[Text extract]:
▼

Suppose you are given three equations in three unknowns:

2x + 1y - 1z =  8
-3x - 1y + 2z = -11
-2x + 1y + 2z = -3

You learned in school to solve such a system by "eliminating" one variable at a time: multiply an equation by a constant, subtract it from another, and watch a variable disappear. Gaussian elimination is exactly that schoolbook recipe, written down precisely enough that a computer can follow it for any number of equations.

The trick is to stop writing the variable names. Pack the coefficients into a grid (a matrix) and glue the right-hand side on as one extra column — the augmented matrix:

[  2   1  -1 |   8 ]
[ -3  -1   2 | -11 ]
[ -2   1   2 |  -3 ]

Now the whole method is a sequence of mechanical row operations that never change the solution: swap two rows, scale a row, or add a multiple of one row to another. The goal is to reach an upper-triangular shape (row-echelon form), where the last equation has a single unknown, the second-to-last has two, and so on:

[  2   1  -1 |  8 ]
[  0  ...     ... ]   <- zeros appear below the diagonal
[  0   0  ... ... ]

Once triangular, you read off the bottom variable directly, plug it into the row above, and climb back up. This climb is called back substitution. The forward "make it triangular" pass plus the backward "read off the answers" pass is the entire algorithm.

This one procedure is astonishingly central. It is how you:

  • solve A·x = b for the unknown vector x,
  • compute a determinant (sibling 18-matrix-determinant) as the product of the diagonal pivots,
  • compute the rank of a matrix (sibling 19-matrix-rank) by counting non-zero pivot rows,
  • detect no solution or infinitely many solutions,
  • and, with a small twist, solve systems modulo a prime (using the modular inverse from siblings 02-modular-arithmetic and 06-extended-euclidean-modular-inverse) or over GF(2) (the XOR world) blazingly fast with bitsets.

▲

[Items]:
▼

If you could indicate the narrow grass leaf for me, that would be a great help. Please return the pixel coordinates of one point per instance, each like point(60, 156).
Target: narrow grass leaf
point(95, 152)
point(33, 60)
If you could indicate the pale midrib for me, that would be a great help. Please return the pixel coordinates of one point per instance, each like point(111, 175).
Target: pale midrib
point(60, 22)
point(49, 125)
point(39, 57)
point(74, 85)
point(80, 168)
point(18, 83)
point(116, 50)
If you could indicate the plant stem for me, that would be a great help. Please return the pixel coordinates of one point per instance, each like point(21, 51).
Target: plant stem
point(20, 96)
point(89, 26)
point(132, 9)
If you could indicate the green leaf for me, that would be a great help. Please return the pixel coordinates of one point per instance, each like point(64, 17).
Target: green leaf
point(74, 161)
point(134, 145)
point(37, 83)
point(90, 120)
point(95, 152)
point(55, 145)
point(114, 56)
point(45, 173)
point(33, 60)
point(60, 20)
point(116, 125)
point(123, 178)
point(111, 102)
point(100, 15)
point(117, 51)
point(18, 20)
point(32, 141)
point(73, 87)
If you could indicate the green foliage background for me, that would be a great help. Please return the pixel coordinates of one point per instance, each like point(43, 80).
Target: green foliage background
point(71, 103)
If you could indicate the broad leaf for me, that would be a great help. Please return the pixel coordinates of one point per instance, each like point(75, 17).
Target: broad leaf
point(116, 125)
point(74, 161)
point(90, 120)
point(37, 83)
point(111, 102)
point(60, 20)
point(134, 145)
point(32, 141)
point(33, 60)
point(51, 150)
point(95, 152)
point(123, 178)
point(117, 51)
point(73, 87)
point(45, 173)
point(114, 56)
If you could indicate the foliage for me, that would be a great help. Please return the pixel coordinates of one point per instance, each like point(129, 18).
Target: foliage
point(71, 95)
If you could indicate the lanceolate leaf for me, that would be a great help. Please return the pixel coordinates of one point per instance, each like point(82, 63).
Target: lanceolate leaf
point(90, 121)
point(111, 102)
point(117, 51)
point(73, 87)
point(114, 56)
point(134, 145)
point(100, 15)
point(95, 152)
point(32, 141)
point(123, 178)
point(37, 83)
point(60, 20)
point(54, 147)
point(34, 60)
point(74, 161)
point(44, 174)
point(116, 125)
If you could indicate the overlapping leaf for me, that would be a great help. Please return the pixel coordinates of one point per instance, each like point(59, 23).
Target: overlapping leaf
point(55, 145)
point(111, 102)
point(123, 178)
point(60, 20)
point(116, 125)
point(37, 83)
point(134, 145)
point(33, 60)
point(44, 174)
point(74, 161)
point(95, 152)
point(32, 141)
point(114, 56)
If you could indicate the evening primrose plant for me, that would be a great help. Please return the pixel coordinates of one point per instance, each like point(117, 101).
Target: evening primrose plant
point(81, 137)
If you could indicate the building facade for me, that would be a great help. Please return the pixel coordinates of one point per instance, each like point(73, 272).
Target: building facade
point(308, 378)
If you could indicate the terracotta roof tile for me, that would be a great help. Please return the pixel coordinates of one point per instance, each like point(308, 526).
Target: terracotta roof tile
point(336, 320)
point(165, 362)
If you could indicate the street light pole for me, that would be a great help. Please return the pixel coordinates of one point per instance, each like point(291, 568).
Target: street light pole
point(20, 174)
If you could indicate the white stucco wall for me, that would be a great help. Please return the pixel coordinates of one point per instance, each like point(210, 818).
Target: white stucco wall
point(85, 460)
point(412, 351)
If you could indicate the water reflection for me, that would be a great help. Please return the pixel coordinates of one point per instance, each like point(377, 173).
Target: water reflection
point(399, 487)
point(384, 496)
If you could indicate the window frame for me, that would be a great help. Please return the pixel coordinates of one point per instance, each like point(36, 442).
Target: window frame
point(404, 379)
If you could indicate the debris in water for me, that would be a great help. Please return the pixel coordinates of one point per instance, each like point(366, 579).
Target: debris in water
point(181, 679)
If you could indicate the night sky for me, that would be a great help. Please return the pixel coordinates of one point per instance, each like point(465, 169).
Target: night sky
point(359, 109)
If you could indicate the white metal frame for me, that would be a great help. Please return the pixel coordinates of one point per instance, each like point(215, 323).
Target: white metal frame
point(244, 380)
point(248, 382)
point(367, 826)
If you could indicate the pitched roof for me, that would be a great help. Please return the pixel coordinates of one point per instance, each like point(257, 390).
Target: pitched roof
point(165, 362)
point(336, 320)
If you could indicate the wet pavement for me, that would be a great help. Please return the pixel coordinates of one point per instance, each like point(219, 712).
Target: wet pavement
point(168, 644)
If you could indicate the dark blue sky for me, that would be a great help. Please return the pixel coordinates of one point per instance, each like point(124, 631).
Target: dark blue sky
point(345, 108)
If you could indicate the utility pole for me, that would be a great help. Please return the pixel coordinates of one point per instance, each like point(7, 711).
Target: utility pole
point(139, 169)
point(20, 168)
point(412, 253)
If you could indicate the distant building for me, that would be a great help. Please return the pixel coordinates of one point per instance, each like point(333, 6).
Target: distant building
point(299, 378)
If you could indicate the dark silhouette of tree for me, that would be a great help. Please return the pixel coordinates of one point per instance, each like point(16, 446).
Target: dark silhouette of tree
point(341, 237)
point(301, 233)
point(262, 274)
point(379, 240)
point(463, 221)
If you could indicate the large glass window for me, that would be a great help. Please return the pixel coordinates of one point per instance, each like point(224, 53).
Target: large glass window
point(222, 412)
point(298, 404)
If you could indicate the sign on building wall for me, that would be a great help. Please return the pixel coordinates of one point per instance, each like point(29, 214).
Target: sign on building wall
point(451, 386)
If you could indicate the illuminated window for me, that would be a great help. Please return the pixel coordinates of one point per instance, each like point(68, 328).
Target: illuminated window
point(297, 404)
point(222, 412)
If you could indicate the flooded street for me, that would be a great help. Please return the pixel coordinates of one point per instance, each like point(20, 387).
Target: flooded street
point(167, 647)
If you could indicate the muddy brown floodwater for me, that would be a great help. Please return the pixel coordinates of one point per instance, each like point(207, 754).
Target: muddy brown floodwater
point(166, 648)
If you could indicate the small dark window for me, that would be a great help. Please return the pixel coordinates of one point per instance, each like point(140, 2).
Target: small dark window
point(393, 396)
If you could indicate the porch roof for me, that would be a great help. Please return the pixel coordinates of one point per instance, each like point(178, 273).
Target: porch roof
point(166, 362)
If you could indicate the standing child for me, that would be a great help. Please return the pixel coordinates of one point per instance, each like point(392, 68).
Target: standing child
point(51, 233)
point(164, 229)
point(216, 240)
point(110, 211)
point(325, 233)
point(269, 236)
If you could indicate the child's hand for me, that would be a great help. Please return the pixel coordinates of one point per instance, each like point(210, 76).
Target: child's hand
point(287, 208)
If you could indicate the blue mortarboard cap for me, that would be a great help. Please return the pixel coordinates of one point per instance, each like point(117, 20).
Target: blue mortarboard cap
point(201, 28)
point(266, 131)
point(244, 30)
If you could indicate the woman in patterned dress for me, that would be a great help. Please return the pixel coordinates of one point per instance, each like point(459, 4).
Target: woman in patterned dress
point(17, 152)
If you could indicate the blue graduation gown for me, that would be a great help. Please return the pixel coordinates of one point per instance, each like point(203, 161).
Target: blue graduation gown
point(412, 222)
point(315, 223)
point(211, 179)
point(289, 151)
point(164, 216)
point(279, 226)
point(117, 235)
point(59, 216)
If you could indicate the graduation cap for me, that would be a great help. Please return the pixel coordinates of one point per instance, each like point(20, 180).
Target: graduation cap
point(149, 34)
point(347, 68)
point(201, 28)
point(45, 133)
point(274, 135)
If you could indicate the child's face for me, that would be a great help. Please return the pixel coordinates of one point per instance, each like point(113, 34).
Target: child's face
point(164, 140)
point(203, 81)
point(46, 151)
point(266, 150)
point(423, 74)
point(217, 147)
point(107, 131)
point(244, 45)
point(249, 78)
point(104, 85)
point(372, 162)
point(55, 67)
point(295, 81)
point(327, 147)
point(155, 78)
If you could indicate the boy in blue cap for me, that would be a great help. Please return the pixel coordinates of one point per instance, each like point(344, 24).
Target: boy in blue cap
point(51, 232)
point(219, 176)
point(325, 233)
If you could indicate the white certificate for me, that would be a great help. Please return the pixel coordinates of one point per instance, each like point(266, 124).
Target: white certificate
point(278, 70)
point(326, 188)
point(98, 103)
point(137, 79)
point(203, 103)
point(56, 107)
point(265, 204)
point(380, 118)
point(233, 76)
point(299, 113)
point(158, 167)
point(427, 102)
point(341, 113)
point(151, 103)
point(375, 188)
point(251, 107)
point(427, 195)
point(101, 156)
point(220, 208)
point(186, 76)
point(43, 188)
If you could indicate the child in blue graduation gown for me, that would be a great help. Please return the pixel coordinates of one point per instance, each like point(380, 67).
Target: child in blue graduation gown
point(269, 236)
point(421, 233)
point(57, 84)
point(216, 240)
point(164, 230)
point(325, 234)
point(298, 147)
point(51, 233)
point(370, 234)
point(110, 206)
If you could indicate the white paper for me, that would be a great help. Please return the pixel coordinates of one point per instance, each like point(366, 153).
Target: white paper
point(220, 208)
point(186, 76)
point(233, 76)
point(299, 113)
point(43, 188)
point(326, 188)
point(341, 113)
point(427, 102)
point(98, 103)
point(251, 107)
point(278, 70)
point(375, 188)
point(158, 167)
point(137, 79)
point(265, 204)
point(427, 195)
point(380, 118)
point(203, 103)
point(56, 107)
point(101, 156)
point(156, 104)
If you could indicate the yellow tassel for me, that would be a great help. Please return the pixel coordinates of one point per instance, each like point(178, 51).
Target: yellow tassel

▲

[The tasks]:
(a) In the Gaussian elimination text, what is the backward pass that climbs up from the triangular form called?
(b) Write out the part of the Gaussian elimination text that runs from "Once triangular, you" down to "fast with bitsets.".

[Outputs by task]:
(a) Back substitution.

(b)
Once triangular, you read off the bottom variable directly, plug it into the row above, and climb back up. This climb is called back substitution. The forward "make it triangular" pass plus the backward "read off the answers" pass is the entire algorithm.

This one procedure is astonishingly central. It is how you:

  • solve A·x = b for the unknown vector x,
  • compute a determinant (sibling 18-matrix-determinant) as the product of the diagonal pivots,
  • compute the rank of a matrix (sibling 19-matrix-rank) by counting non-zero pivot rows,
  • detect no solution or infinitely many solutions,
  • and, with a small twist, solve systems modulo a prime (using the modular inverse from siblings 02-modular-arithmetic and 06-extended-euclidean-modular-inverse) or over GF(2) (the XOR world) blazingly fast with bitsets.